[Passage]
------------------------------------------------------------------------

At 10 million sessions with full transcript caching, ML-KEM-1024 requires 32.1 GB -- more than the available RAM on many standard server configurations. Even ML-KEM-768 at 23.4 GB is a significant memory commitment. ML-KEM-512 at 16.4 GB is the most feasible for single-process in-memory caching, but it still requires a large-memory instance.

Browser Adoption: ML-KEM-768 Is the Default

As of early 2026, both Chrome and Firefox use ML-KEM-768 in their TLS 1.3 implementations. The hybrid key exchange combines X25519 (32-byte public key, 32-byte shared secret) with ML-KEM-768 (1,184-byte public key, 1,088-byte ciphertext, 32-byte shared secret). The combined ClientHello key share is 32 + 1,088 = 1,120 bytes for the client's contribution (X25519 public key + ML-KEM-768 ciphertext), and the server's key share is 32 + 1,184 = 1,216 bytes (X25519 public key + ML-KEM-768 public key). The total hybrid key exchange adds approximately 2,336 bytes to the TLS handshake compared to X25519-only.

The choice of ML-KEM-768 (NIST Level 3) over ML-KEM-512 (Level 1) reflects a conservative security posture: browsers want a comfortable security margin against potential improvements in lattice attacks, even if ML-KEM-512 is believed to be sufficient today. The choice over ML-KEM-1024 (Level 5) reflects a practical bandwidth concern: the additional 480 bytes per handshake (1,568 vs 1,088 ciphertext) matters at browser scale, where millions of handshakes per second aggregate to gigabytes of additional bandwidth.

The Hybrid Mode: X25519 + ML-KEM-768

The hybrid key exchange (X25519MLKEM768 in TLS terminology) combines a classical key exchange (X25519) with a post-quantum key exchange (ML-KEM-768). The shared secret is the concatenation of both shared secrets, fed through a key derivation function. This hybrid provides security against both classical attackers (if ML-KEM is broken) and quantum attackers (if X25519 is broken). It is the defense-in-depth approach recommended by NIST and adopted by all major browsers.

For caching, the hybrid mode means the session state includes both the X25519 and ML-KEM components. The X25519 shared secret is 32 bytes, and the ML-KEM shared secret is 32 bytes. If you are caching the full ciphertext, you cache the ML-KEM ciphertext (1,088 bytes for ML-KEM-768) plus the X25519 public key (32 bytes). The X25519 public key is small enough to be irrelevant to the cache size calculation. The ML-KEM ciphertext dominates.

The combined hybrid ciphertext for session caching is 32 (X25519) + 1,088 (ML-KEM-768) = 1,120 bytes. With session metadata and cache overhead, the total per-entry cost is approximately 1,120 + 214 + 72 = 1,406 bytes. At 10 million sessions, this is 14.1 GB -- a significant but manageable amount for a dedicated session cache server with 32 GB RAM.

Why Redis Fails at ML-KEM-1024 Scale

Consider a deployment that caches 10 million TLS session states with ML-KEM-1024 full transcript caching (3,208 bytes per entry). The total data size is 32.1 GB. Redis can handle this data volume -- a Redis instance with 48 GB RAM would hold the dataset with room for fragmentation and overhead. The problem is not storage. The problem is latency and throughput.

------------------------------------------------------------------------

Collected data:
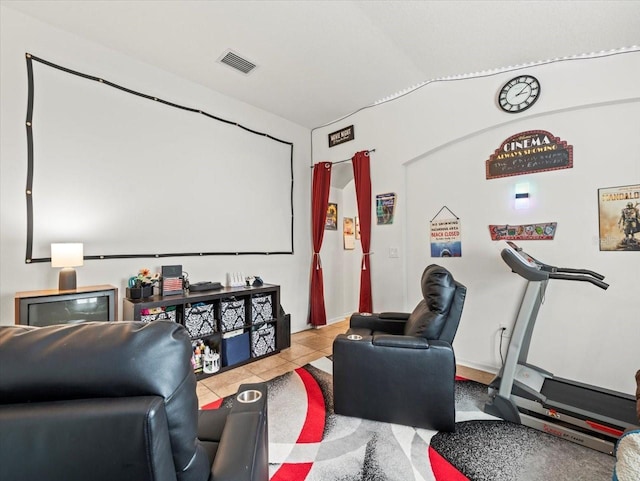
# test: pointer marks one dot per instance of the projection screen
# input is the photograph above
(133, 175)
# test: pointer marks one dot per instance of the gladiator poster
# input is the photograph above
(619, 210)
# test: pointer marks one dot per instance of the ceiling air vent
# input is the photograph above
(235, 61)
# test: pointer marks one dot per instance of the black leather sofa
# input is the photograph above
(399, 367)
(117, 401)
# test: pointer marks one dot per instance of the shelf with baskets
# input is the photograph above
(232, 325)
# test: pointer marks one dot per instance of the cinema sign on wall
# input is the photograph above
(529, 152)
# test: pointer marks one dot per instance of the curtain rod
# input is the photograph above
(347, 160)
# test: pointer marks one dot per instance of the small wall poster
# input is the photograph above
(332, 217)
(385, 206)
(446, 240)
(619, 212)
(348, 233)
(543, 231)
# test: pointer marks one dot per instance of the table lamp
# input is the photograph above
(67, 256)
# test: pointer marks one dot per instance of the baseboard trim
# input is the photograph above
(478, 365)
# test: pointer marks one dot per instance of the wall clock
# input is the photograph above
(518, 94)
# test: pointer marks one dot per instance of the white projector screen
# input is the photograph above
(130, 175)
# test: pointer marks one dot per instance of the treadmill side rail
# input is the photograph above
(560, 431)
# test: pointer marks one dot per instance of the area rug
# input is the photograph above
(309, 442)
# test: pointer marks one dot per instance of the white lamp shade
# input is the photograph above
(67, 254)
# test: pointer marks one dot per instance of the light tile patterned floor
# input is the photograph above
(306, 346)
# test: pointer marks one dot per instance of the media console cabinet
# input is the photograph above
(240, 324)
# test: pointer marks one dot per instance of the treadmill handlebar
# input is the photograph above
(534, 270)
(580, 271)
(579, 277)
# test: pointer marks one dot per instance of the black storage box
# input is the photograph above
(261, 308)
(263, 340)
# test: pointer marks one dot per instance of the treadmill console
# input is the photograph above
(522, 263)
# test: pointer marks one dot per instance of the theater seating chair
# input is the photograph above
(399, 367)
(105, 401)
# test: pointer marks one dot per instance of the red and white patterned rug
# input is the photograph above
(309, 442)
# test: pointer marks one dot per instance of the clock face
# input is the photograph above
(519, 93)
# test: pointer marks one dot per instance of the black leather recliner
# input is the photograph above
(399, 367)
(117, 401)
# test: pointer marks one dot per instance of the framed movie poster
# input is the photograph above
(385, 207)
(619, 216)
(348, 233)
(332, 217)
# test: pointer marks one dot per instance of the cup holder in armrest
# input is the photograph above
(249, 396)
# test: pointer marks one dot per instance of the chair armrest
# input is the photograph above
(400, 316)
(243, 452)
(407, 342)
(377, 323)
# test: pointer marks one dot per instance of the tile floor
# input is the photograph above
(306, 346)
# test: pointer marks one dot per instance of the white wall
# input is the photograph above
(431, 147)
(340, 266)
(20, 34)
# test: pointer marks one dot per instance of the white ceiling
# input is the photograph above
(320, 60)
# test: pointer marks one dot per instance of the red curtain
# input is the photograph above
(362, 180)
(319, 204)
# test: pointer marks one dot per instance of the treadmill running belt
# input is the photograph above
(597, 402)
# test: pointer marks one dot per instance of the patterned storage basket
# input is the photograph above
(261, 308)
(158, 314)
(232, 314)
(199, 320)
(263, 340)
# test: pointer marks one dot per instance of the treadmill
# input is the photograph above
(525, 394)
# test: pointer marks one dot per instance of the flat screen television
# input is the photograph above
(67, 307)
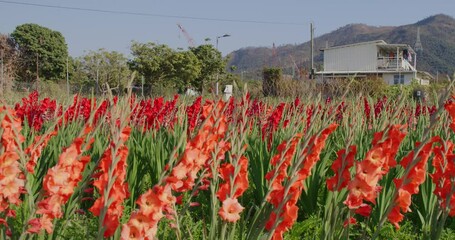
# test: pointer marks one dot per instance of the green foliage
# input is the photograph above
(163, 66)
(212, 63)
(271, 80)
(108, 67)
(186, 68)
(41, 48)
(309, 228)
(151, 61)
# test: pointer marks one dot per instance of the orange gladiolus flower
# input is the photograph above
(409, 184)
(288, 214)
(377, 162)
(342, 165)
(59, 184)
(231, 209)
(11, 177)
(34, 150)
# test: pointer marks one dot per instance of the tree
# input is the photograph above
(8, 63)
(43, 52)
(186, 68)
(98, 68)
(212, 64)
(151, 61)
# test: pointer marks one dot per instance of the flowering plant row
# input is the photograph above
(128, 168)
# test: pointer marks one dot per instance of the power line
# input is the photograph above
(148, 14)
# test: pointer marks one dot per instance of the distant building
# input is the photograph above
(395, 63)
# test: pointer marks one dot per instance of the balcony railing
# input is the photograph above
(394, 64)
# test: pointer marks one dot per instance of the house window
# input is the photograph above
(398, 79)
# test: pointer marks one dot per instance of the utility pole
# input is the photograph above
(312, 53)
(217, 75)
(67, 77)
(2, 80)
(97, 83)
(37, 73)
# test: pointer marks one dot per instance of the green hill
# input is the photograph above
(437, 34)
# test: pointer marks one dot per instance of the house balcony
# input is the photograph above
(394, 64)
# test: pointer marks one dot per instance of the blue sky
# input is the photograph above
(85, 30)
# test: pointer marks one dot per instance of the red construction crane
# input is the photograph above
(187, 36)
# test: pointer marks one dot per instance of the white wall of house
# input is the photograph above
(362, 57)
(389, 78)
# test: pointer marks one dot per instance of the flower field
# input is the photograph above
(130, 168)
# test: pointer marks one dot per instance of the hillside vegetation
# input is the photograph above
(437, 35)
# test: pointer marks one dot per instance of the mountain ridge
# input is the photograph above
(437, 35)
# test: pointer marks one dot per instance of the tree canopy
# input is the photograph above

------------------------------------------------------------------------

[To be done]
Continue the piece on caching ML-KEM session state for TLS from the point where it stops.

[Response to the task]
A Redis GET for a 3,208-byte value takes approximately 200 microseconds on a same-AZ deployment. At 100,000 session resumptions per second (a reasonable load for a large web service), the Redis cluster processes 100,000 GETs per second, each returning 3.2 KB. The total data throughput is 320 MB/s, which is feasible on a 10 Gbps network link but represents a significant fraction of the available bandwidth. The average latency of 200 microseconds adds directly to the session resumption time.

Compare this to an in-process DashMap. The same 100,000 lookups per second take 31 nanoseconds each, for a total of 3.1 milliseconds of CPU time per second. The data stays in-process -- no network round-trip, no serialization, no TCP overhead. The throughput is limited only by CPU speed and memory bandwidth, both of which are orders of magnitude above what Redis can deliver over the network.

The in-process approach does require 32.1 GB of RAM per process, which means each process that handles session resumption must be deployed on a high-memory instance. But the alternative -- Redis with 200-microsecond latency -- adds 200 microseconds to every session resumption. For a TLS handshake that should complete in 1-2 milliseconds, adding 200 microseconds (10-20% of the total) for a cache lookup is a significant overhead. The in-process lookup at 31 nanoseconds adds 0.0031% overhead.

// TLS session cache with ML-KEM support
struct SessionEntry {
    psk: [u8; 32],                    // Pre-shared key
    ml_kem_ciphertext: Vec<u8>,       // 768-1,568 bytes
    x25519_public: [u8; 32],          // Classical key share
    cipher_suite: u16,                // Negotiated suite
    created_at: u64,                  // Unix timestamp
    expires_at: u64,                  // TTL
    sni: String,                      // Server name
}

// ML-KEM-768: ~1,374 bytes/entry, 13.7 GB at 10M sessions
// ML-KEM-1024: ~1,854 bytes/entry, 18.5 GB at 10M sessions
// Both: 31ns lookup latency, in-process

fn resume_session(ticket_id: &[u8; 32]) -> Option<SessionEntry> {
    SESSION_CACHE.get(ticket_id)  // 31ns, CacheeLFU eviction
}

Choosing the Right ML-KEM Parameter Set

The choice between ML-KEM-512, ML-KEM-768, and ML-KEM-1024 for your caching infrastructure depends on three factors: required security level, cache memory budget, and compatibility with browser defaults.

ML-KEM-512: Maximum Cache Efficiency

ML-KEM-512 offers NIST Level 1 security (equivalent to AES-128) with the smallest keys and ciphertexts. Public key: 800 bytes. Ciphertext: 768 bytes. At 10 million sessions with ciphertext caching, the total is 10.5 GB. This is the most cache-efficient option, but it provides the lowest security margin. No major browser currently deploys ML-KEM-512 for TLS, so using it requires custom client implementations or server-to-server communication where you control both endpoints.

Use ML-KEM-512 when: you control both sides of the connection (inter-service communication, IoT device-to-gateway), AES-128-equivalent security is sufficient for your threat model, and minimizing cache memory is a priority.

ML-KEM-768: Browser-Compatible Default

ML-KEM-768 offers NIST Level 3 security (equivalent to AES-192) and is the parameter set deployed by Chrome and Firefox. Public key: 1,184 bytes. Ciphertext: 1,088 bytes. At 10 million sessions with ciphertext caching, the total is 13.7 GB. This is the parameter set you will use for any deployment that needs to interoperate with standard web browsers.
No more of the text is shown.